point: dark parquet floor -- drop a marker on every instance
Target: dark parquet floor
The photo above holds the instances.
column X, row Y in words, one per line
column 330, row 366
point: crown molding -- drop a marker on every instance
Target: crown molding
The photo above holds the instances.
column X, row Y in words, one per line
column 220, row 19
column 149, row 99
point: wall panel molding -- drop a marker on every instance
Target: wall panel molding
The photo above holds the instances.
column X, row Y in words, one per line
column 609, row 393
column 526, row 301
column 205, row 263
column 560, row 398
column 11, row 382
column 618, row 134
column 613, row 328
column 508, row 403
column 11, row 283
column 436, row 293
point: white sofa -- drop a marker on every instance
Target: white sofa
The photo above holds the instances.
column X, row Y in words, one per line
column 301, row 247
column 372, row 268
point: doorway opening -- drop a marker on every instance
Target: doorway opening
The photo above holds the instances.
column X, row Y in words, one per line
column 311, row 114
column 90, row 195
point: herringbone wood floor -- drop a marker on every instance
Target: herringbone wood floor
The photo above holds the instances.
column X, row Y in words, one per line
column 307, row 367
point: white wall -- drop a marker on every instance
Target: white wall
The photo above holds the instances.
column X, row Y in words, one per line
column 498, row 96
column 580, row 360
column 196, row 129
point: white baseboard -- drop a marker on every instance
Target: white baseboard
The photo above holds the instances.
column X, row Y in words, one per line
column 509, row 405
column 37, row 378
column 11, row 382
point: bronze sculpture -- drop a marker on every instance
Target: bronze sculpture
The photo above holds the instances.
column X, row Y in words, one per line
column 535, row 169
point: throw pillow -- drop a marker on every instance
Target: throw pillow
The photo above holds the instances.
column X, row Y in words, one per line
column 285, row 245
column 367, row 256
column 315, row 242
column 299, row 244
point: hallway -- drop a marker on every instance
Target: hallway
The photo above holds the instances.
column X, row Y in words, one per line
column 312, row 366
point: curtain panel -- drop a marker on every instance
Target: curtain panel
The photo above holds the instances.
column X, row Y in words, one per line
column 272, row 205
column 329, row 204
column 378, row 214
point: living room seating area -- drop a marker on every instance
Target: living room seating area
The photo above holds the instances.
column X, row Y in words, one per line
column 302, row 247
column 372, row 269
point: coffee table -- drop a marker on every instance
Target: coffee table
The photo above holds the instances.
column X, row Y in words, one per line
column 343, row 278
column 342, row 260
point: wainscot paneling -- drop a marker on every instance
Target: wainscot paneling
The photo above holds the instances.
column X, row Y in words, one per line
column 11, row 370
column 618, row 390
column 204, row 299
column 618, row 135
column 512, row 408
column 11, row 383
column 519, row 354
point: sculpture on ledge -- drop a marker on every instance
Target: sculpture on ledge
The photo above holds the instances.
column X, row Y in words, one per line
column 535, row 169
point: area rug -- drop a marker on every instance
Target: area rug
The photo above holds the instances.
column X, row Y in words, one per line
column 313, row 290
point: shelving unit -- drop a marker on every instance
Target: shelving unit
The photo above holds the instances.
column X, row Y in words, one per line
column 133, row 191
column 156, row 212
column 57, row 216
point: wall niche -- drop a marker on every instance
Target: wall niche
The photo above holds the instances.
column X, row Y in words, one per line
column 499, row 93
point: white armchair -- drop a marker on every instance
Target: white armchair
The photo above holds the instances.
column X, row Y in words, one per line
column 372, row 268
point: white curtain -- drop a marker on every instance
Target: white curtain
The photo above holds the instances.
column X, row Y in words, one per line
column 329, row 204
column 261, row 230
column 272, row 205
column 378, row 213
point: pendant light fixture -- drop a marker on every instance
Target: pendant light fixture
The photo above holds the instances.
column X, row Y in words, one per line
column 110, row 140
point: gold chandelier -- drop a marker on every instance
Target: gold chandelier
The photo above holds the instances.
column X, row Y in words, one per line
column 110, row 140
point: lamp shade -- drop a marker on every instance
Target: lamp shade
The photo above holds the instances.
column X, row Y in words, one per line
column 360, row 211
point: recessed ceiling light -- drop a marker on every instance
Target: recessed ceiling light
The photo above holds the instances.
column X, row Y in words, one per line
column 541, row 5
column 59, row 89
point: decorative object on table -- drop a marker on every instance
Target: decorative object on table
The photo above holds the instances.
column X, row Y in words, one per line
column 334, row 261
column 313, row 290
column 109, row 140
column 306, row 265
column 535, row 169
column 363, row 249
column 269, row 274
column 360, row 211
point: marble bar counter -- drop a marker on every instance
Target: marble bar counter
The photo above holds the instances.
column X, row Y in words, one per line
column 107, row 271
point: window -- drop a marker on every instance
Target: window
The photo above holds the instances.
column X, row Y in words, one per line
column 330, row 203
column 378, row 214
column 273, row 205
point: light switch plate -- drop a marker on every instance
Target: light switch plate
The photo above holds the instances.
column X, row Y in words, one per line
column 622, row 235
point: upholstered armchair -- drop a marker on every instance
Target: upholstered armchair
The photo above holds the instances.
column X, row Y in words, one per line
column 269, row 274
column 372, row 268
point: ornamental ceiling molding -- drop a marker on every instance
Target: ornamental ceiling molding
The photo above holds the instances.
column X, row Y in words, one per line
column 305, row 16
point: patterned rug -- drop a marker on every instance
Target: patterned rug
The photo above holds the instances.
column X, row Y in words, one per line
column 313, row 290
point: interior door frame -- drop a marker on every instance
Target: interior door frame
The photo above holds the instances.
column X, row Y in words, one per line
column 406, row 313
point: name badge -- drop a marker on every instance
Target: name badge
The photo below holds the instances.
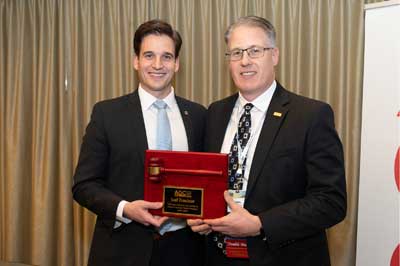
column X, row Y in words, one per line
column 236, row 248
column 238, row 197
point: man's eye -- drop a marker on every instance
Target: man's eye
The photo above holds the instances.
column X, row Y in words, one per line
column 236, row 53
column 168, row 57
column 148, row 56
column 255, row 50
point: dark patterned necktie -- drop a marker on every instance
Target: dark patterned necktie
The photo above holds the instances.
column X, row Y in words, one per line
column 242, row 136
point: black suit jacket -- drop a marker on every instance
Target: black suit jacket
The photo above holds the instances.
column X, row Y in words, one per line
column 297, row 179
column 110, row 169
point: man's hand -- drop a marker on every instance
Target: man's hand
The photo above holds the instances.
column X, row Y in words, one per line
column 138, row 210
column 238, row 223
column 198, row 226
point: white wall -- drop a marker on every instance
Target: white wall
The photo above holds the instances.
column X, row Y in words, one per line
column 379, row 197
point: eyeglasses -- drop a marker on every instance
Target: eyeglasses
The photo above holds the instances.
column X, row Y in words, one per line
column 252, row 52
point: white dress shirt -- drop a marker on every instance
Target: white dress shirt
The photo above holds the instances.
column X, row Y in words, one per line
column 178, row 133
column 258, row 112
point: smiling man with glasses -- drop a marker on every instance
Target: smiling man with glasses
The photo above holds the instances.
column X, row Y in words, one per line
column 286, row 167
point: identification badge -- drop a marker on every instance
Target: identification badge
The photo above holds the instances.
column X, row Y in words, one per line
column 238, row 197
column 236, row 248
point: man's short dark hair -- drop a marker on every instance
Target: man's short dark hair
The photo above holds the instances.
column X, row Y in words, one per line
column 156, row 27
column 253, row 21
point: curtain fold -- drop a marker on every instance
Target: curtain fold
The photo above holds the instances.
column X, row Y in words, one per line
column 59, row 57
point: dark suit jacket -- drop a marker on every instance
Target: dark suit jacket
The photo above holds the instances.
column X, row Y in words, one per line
column 110, row 169
column 297, row 179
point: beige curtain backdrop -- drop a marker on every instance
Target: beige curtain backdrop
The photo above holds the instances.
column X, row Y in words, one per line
column 58, row 57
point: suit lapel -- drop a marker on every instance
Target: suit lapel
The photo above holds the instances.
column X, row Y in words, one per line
column 139, row 134
column 187, row 122
column 274, row 118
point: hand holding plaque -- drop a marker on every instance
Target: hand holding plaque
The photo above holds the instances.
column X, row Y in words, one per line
column 190, row 184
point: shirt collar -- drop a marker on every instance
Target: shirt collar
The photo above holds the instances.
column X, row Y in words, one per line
column 147, row 100
column 262, row 101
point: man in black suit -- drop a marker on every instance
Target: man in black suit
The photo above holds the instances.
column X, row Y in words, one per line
column 109, row 176
column 287, row 179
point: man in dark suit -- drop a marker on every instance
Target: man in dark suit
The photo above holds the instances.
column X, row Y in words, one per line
column 109, row 176
column 286, row 170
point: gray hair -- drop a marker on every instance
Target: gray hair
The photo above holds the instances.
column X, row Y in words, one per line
column 253, row 21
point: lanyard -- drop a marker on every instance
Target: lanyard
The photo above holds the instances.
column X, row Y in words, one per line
column 242, row 152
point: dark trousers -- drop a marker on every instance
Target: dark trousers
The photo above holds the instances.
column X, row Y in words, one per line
column 215, row 257
column 178, row 248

----------

> [Work instruction]: Copy each line of the listing that carries the string "eyeglasses".

> [Exercise result]:
point: eyeglasses -- drop a marker on every instance
Target: eyeglasses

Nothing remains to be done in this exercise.